A block of data:
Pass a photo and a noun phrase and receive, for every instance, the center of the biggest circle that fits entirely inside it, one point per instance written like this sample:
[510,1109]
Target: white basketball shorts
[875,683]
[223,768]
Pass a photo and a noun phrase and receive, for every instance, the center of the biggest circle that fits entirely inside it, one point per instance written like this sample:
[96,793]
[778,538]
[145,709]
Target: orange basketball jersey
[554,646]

● **Directions for this task**:
Duplicate the material above line for line, with no changes.

● **Task solution**:
Pass a photo and a noun phrase and receive, for every instance, the center of the biggest circle that fits entirely inside it, one point per instance written like this sample:
[510,1109]
Target: white basketball shorts
[875,683]
[223,768]
Pass a photo and a noun phrase and receive, for every instance, the center of the biggest circle that fits entirely inside it, one point per instance written like this sample:
[96,793]
[778,538]
[145,709]
Target: orange basketball jersey
[554,646]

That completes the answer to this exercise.